• [PROBLEM]: Arrange every line of the listing below as a Markdown table with the columns "Row" and "Line". Skip blank lines and leave any images out of the table.
-- Start ENTRIES SHOWN --
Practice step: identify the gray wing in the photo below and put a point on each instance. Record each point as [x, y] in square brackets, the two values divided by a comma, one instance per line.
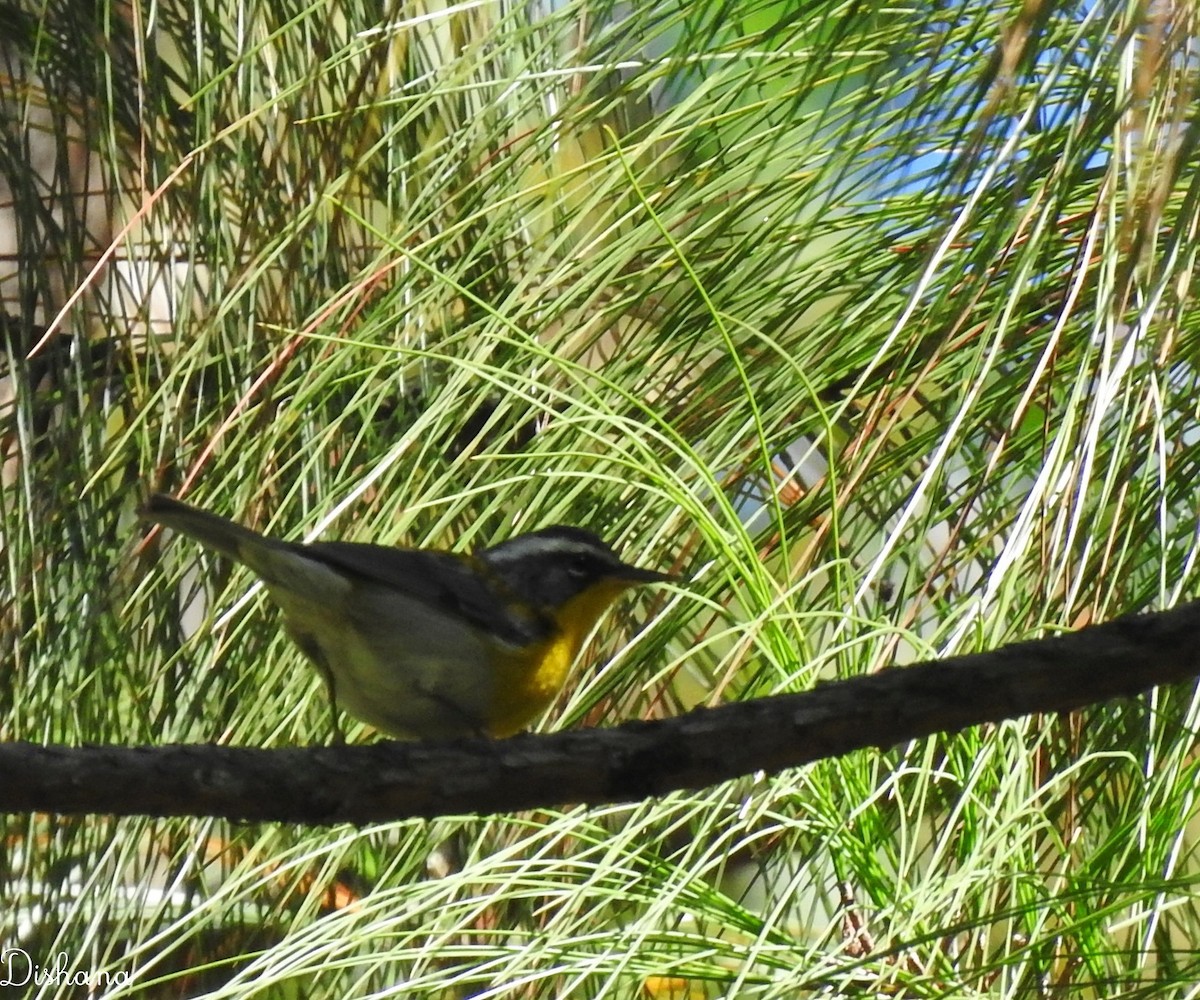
[455, 585]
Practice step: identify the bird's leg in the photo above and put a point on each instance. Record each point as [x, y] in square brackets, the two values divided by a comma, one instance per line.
[311, 648]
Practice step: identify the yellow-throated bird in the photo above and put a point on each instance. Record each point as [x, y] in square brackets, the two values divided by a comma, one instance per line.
[430, 645]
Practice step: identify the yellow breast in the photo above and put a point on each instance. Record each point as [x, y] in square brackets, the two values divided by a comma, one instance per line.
[527, 678]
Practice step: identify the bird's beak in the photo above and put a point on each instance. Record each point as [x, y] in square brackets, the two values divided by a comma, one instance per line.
[634, 575]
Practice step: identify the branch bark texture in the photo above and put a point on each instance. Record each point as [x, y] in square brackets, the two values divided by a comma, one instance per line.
[631, 761]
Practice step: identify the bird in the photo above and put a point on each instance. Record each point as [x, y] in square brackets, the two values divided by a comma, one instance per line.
[423, 644]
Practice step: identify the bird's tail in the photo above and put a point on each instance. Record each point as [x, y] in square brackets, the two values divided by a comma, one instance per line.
[210, 530]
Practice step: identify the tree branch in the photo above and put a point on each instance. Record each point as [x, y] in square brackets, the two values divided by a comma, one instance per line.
[390, 780]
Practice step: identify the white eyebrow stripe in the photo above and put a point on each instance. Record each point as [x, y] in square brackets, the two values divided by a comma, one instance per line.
[532, 546]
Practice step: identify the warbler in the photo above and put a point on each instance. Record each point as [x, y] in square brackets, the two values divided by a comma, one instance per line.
[423, 644]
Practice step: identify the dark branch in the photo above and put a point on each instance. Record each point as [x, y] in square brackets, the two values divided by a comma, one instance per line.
[391, 780]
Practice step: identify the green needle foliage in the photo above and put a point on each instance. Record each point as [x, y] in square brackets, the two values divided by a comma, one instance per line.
[873, 322]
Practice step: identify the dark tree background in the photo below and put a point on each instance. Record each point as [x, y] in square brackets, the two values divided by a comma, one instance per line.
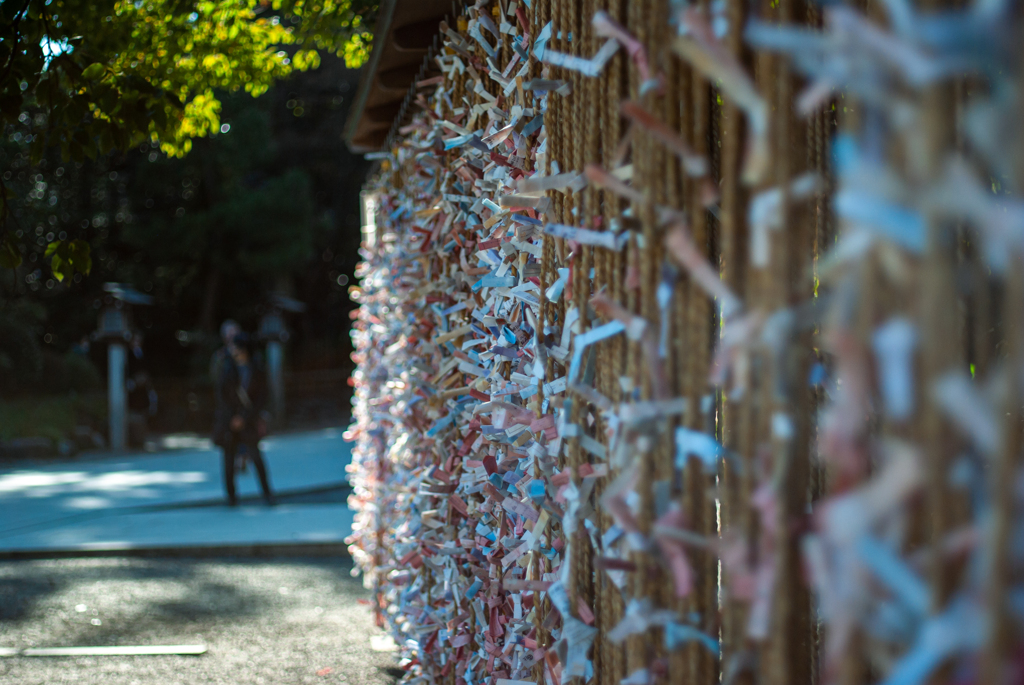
[268, 205]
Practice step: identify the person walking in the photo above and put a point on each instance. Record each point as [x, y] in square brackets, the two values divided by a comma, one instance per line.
[241, 417]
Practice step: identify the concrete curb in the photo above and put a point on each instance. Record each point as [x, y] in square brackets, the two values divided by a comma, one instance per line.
[258, 551]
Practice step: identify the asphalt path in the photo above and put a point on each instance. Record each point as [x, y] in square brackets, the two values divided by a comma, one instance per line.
[278, 622]
[175, 500]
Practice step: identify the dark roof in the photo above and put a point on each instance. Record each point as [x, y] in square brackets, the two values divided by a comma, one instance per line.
[406, 32]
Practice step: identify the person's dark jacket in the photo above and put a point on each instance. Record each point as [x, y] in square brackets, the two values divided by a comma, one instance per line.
[230, 402]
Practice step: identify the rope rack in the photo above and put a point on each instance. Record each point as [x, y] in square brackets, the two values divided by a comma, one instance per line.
[689, 346]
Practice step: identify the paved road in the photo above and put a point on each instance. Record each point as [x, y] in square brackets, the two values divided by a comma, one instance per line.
[264, 623]
[175, 500]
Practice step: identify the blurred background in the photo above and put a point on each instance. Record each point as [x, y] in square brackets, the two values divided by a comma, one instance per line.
-- End ENTRIES SHOWN --
• [RESULT]:
| Row | Line |
|---|---|
| 1 | Practice step: identify the gray wing in the photo below and put a point on each instance. Record each point as [x, y] in square brackets, the two values divided by a comma, one instance per line. |
| 2 | [455, 585] |
| 3 | Practice step: identify the bird's leg in the photo above and put a point on each instance. Record each point as [x, y] in square brackets, the two values divided by a comma, one instance per line. |
| 4 | [311, 648] |
| 5 | Practice step: identify the yellow-throated bird in the photo above and put a point on each instance. Record each point as [x, y] in square brackets, the two values divided by a comma, one instance per line. |
| 6 | [430, 645] |
| 7 | Practice step: identify the yellow breast in the photo above and put a point on each instance. Record each point as [x, y] in square brackets, the two values divided by a comma, one instance per line. |
| 8 | [527, 678] |
| 9 | Practice step: identify the bird's beak in the photo above and put a point on each instance. Record each point as [x, y] in square brackets, the two values divided by a comma, one instance per line. |
| 10 | [634, 575] |
| 11 | Practice step: identify the branch bark texture in the photo above and put a point on each instance. Record each point as [x, y] in square brackets, the two values divided by a comma, one instance per line. |
| 12 | [631, 761] |
| 13 | Practice step: identify the bird in the photo above and put a point on each instance. Record each point as [x, y] in square brackets, the two values divided by a comma, one instance per line. |
| 14 | [423, 644] |
| 15 | Practice step: identify the bird's tail in the photo above and put a point on each instance. Record each point as [x, y] in square brackets, the two values divided by a comma, one instance per line. |
| 16 | [210, 530] |
| 17 | Practice step: identify the tree branch in the photo above and put a point on each instance. Record each point as [x, y] in square brackets, the two values divided by a comma, one instance per line. |
| 18 | [390, 780] |
| 19 | Practice step: identify the white eyebrow stripe in the photo above and put a point on each instance. Record each point as [x, y] in square brackets, the two values divided by a comma, one instance per line. |
| 20 | [532, 546] |
| 21 | Practice step: identify the warbler in the photo above and put a point on each instance. Record each point as [x, y] in square brackets, the two values divided by a comma, one instance per line. |
| 22 | [423, 644] |
| 23 | Practice step: identify the dark branch in the photo above and put a point on each instance. Record each point as [x, y] in square brackets, the two values divided by a comma, one instance per line. |
| 24 | [391, 780] |
| 25 | Practice step: identify the green needle foliage in the photo above and put a point on each instance. Record each point as [x, y] in square brackets, the two values divided by a comma, one instance per line. |
| 26 | [873, 322] |
| 27 | Practice step: identify the dark tree background in the photo below and put a point on each instance. Record each point as [x, y] in square brackets, the two values divided by a comma, one instance per line. |
| 28 | [268, 205] |
| 29 | Practice step: identify the person walking in the photo above and put a point on each instance. Record each point as [x, y] in square brackets, the two values divided by a comma, one instance per line. |
| 30 | [241, 417] |
| 31 | Practice step: identify the concrete curb in the photo above and put a point on each instance. Record each point as [x, y] in square brackets, the two values divided by a comma, one instance per line. |
| 32 | [258, 551] |
| 33 | Practice step: identify the asphalt path in the photo above and put a point on each instance. Record each point as [x, y] in square brackets, the two values divided by a comma, one instance per line. |
| 34 | [278, 622] |
| 35 | [175, 500] |
| 36 | Practice step: identify the dark roof in the photo above and put a point on each instance. Record each point as [x, y] in square brackets, the two values divided by a comma, one instance per line. |
| 37 | [406, 32] |
| 38 | Practice step: identify the person's dark jacket in the photo above and put a point on each instance. Record each point as [x, y] in square brackets, the two values divided by a comma, one instance per line. |
| 39 | [230, 402] |
| 40 | Practice step: identify the rope rack in the photo above and put a point on each instance. Record each point as [x, y] in square brackets, the two values divided by a comma, one instance per line. |
| 41 | [689, 346] |
| 42 | Practice step: identify the paved road in the photo above and put a point on each instance. Record each point as [x, y] in square brackets, the two values divided by a comma, one instance per line. |
| 43 | [264, 623] |
| 44 | [175, 500] |
| 45 | Practice step: identify the blurred background in the photo above and put a point on each instance. Record each point as [x, y] in square brackets, the two values divided by a comma, one instance per line. |